● **CONSIGNES À SUIVRE**:
Prolongez le récit de l'escale de Skol à Chiloé en reprenant juste après sa dernière phrase.

**** EXTRAIT DU TEXTE ****

Nous avions promis à Skol de ne pas attendre que la mousse lui pousse au pied du mât pour reprendre la mer. Voilà. Exactement cinq mois après notre arrivé à Chiloé. Pourquoi si longtemps ? demandait l'ami Karel. Pourquoi si peu ? demandent nos amis Chilotes. Qu'est-ce qui fait qu'une escale est trop longue ou pas assez ? Pourquoi pas juste bien ? Je suis en paix avec cette durée-là, elle a été bien remplie ! Travaux d'isolation urgents, voyage en France, développement de liens amicaux et puis l'accueil des visiteurs et les réflexions sur la suite de notre vie de voyage. Non, nous ne nous sommes pas laissé endormir par le confort de la vie de ponton !

**** DONNÉES BRUTES ****

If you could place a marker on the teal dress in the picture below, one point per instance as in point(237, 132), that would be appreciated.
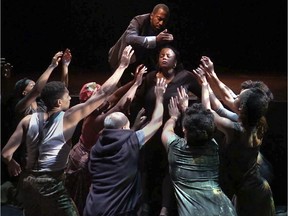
point(194, 173)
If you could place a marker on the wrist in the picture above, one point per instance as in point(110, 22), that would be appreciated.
point(175, 118)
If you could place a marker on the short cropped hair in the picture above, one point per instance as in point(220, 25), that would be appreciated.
point(115, 120)
point(258, 84)
point(52, 92)
point(254, 104)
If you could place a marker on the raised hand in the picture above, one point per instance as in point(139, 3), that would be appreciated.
point(164, 36)
point(140, 120)
point(200, 76)
point(14, 168)
point(126, 56)
point(56, 59)
point(140, 70)
point(173, 108)
point(183, 98)
point(207, 66)
point(160, 87)
point(66, 58)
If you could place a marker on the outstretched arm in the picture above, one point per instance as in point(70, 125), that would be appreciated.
point(80, 111)
point(125, 101)
point(223, 124)
point(66, 59)
point(226, 94)
point(168, 129)
point(157, 117)
point(12, 145)
point(39, 85)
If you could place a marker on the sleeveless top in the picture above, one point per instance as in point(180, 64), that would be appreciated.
point(52, 152)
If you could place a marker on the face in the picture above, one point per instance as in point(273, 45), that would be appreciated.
point(65, 100)
point(29, 87)
point(167, 59)
point(158, 19)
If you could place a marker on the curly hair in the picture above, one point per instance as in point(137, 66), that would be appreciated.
point(199, 124)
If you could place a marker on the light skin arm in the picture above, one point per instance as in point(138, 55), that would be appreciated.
point(226, 94)
point(157, 117)
point(125, 101)
point(66, 59)
point(80, 111)
point(168, 129)
point(12, 145)
point(39, 85)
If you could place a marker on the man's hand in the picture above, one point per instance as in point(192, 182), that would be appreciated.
point(164, 36)
point(173, 108)
point(160, 87)
point(126, 56)
point(66, 58)
point(140, 120)
point(183, 98)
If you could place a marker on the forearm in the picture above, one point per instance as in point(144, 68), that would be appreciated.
point(157, 116)
point(116, 96)
point(205, 96)
point(64, 75)
point(42, 80)
point(215, 103)
point(225, 92)
point(111, 83)
point(170, 124)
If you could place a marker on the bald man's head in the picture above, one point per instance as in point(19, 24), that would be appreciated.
point(116, 120)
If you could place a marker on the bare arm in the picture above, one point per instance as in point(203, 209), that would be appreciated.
point(125, 101)
point(80, 111)
point(168, 129)
point(223, 124)
point(12, 145)
point(66, 59)
point(157, 117)
point(39, 85)
point(226, 94)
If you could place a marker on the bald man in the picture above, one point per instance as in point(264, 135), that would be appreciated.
point(116, 186)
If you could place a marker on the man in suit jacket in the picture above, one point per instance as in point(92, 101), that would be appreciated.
point(144, 33)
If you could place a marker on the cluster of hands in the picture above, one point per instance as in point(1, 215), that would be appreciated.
point(65, 56)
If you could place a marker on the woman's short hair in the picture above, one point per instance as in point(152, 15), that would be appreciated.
point(254, 104)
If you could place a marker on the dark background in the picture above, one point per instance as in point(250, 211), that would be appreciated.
point(248, 35)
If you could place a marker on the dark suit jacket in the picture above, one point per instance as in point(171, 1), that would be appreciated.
point(137, 35)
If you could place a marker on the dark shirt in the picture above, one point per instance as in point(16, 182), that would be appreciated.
point(113, 165)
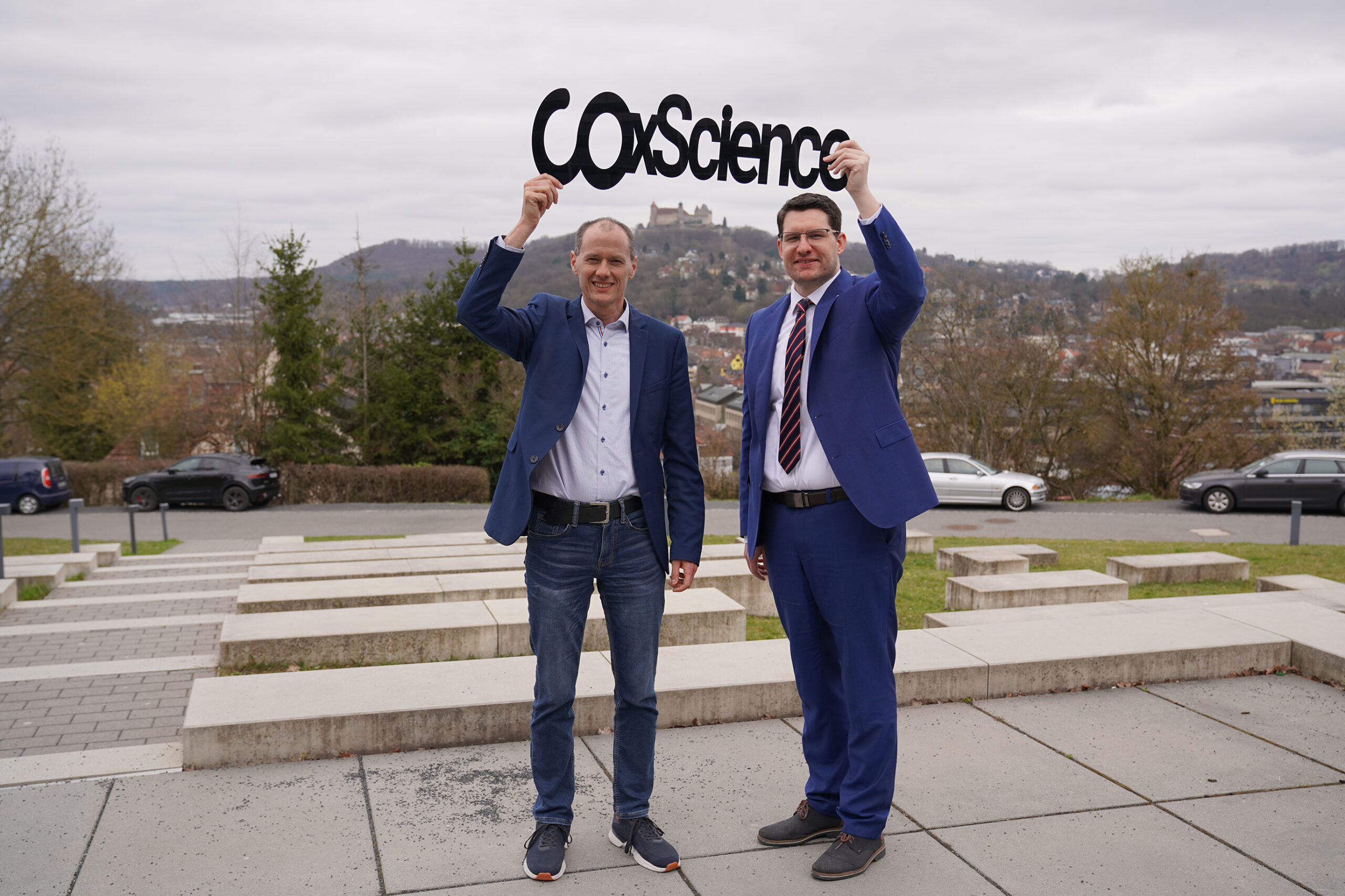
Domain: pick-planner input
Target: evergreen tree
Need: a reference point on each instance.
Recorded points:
(302, 380)
(438, 394)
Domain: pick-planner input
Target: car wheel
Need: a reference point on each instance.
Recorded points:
(1218, 501)
(144, 498)
(236, 499)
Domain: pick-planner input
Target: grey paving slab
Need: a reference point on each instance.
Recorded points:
(1302, 715)
(45, 832)
(1137, 852)
(1160, 750)
(454, 817)
(613, 882)
(286, 829)
(957, 766)
(915, 864)
(715, 786)
(1300, 833)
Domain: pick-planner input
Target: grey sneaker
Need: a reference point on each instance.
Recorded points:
(803, 827)
(643, 840)
(849, 857)
(545, 859)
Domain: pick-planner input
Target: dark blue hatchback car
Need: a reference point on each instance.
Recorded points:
(30, 485)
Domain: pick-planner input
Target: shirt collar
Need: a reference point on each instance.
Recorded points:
(589, 318)
(817, 294)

****

● **RÉSULTAT OBTENU**:
Notre route serpente entre les îles de l'archipel de Chiloé qui font jouer les vents et les courants de manière parfois imprévisible. Dans un tel dédale, il est toujours difficile de comprendre par où circulera l'eau des marées et à quelle heure le courant s'inversera. Je joue à faire des prédictions, qui font souvent sourire Ariel. Il dit ensuite que j'ai de la chance, quand la renverse que j'espérais favorable se produit justement au moment où nous passons l'endroit critique. Moi je prétends que ce n'est pas uniquement de la chance (1). Chaque île modifie le vent à sa manière, en fonction de son relief et de la température du sol. Nous jonglons avec les éléments. Intelligence du terrain acquise par des années de pratique en Bretagne et plaisir que procurent les habitudes bien huilées de communication et de manœuvre. Ce bord n'est pas bon, on essaie de l'autre côté pour voir ce que ça donne ? La mousse n'a pas poussé au pied du mât de Skol et nos réflexes nautiques n'ont pas pris la rouille.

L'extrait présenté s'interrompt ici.